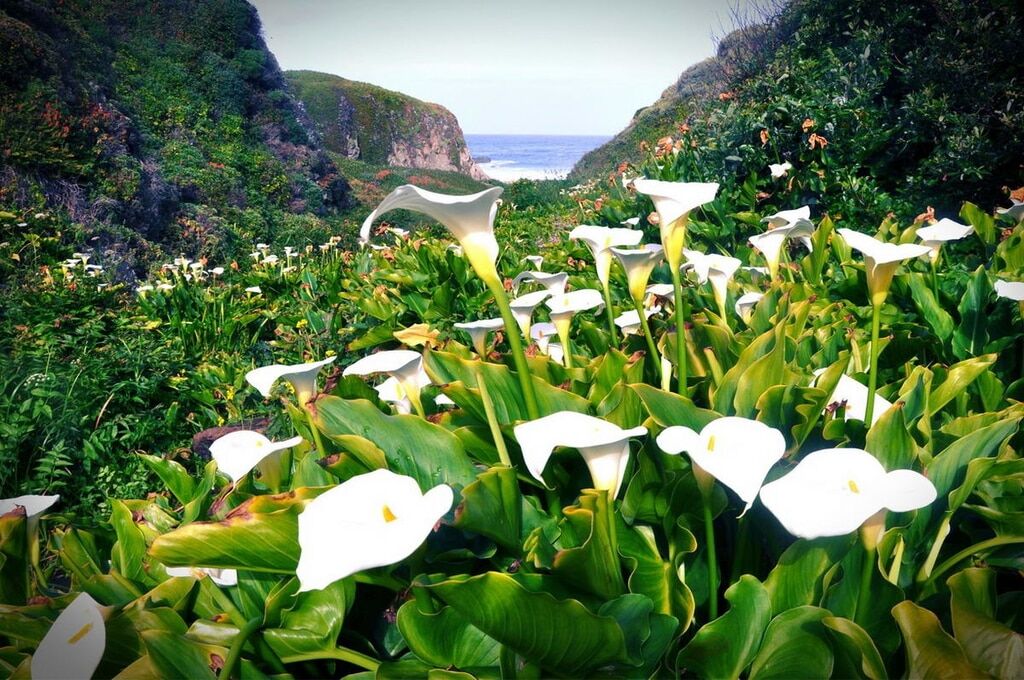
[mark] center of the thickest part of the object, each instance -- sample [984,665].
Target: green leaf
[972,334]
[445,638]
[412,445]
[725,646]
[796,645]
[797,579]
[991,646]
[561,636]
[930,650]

--------------------------------

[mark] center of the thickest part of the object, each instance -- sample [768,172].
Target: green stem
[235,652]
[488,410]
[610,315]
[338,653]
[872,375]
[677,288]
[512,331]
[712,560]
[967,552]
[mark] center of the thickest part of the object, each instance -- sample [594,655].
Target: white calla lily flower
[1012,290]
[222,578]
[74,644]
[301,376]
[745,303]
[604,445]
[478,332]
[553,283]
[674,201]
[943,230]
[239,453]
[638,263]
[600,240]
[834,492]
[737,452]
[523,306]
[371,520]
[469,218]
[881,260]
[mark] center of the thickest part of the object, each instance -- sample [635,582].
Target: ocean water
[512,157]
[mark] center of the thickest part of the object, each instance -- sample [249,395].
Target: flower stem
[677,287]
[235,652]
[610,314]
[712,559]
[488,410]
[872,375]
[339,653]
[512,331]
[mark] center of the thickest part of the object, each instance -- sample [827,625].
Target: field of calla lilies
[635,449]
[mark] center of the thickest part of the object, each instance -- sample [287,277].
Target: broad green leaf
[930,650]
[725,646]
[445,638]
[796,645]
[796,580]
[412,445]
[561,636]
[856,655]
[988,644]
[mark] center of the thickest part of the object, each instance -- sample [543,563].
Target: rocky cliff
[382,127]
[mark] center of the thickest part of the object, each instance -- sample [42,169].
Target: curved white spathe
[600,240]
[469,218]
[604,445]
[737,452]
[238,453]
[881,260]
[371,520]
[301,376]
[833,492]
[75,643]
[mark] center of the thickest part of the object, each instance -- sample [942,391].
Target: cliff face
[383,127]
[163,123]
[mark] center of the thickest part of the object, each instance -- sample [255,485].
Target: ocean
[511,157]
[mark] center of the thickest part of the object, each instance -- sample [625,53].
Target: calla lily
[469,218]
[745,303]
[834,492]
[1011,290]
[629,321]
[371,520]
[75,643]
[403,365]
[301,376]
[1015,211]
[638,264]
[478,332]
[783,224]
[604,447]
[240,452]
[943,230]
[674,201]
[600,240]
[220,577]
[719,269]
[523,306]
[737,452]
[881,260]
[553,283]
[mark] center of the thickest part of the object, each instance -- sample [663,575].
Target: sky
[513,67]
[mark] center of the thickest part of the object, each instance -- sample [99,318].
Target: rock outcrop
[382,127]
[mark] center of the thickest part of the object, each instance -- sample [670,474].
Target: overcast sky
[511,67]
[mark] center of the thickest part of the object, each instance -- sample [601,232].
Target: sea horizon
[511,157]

--------------------------------

Task to complete:
When you reach the line containing "-- sample [635,582]." in the data above, start copying exactly, and stop after the line containing "-- sample [625,53].".

Reply to the exercise:
[mark] center of the thickest part of the object, each instance -- sample [635,582].
Target: ocean water
[512,157]
[mark] center of the thickest part of the object, each instance -- sample [249,395].
Target: flower stem
[677,287]
[235,652]
[610,314]
[712,559]
[488,410]
[872,375]
[339,653]
[512,331]
[mark] center of the thickest part of the object, each instance -- sample [827,625].
Target: field of calla lilies
[635,449]
[mark] center of the thickest part of the object, each instance -- sample [287,277].
Target: broad green leaf
[930,650]
[725,646]
[445,638]
[796,645]
[796,580]
[412,445]
[561,636]
[856,655]
[988,644]
[mark] center of the thickest part of the object, each instance -- sample [543,563].
Target: rocky cliff
[382,127]
[mark] center of the thickest part of the object, each instance -- sample [42,169].
Target: curved white spathe
[600,240]
[469,218]
[604,445]
[737,452]
[238,453]
[881,260]
[371,520]
[301,376]
[833,492]
[75,643]
[mark] center of the thickest part of the object, each instance -- sample [942,391].
Target: cliff face
[383,127]
[163,123]
[mark] center of the thickest part of the object, each instance -- sample [255,485].
Target: ocean
[511,157]
[mark] center of the thickest part of the object, each instance -- sample [625,53].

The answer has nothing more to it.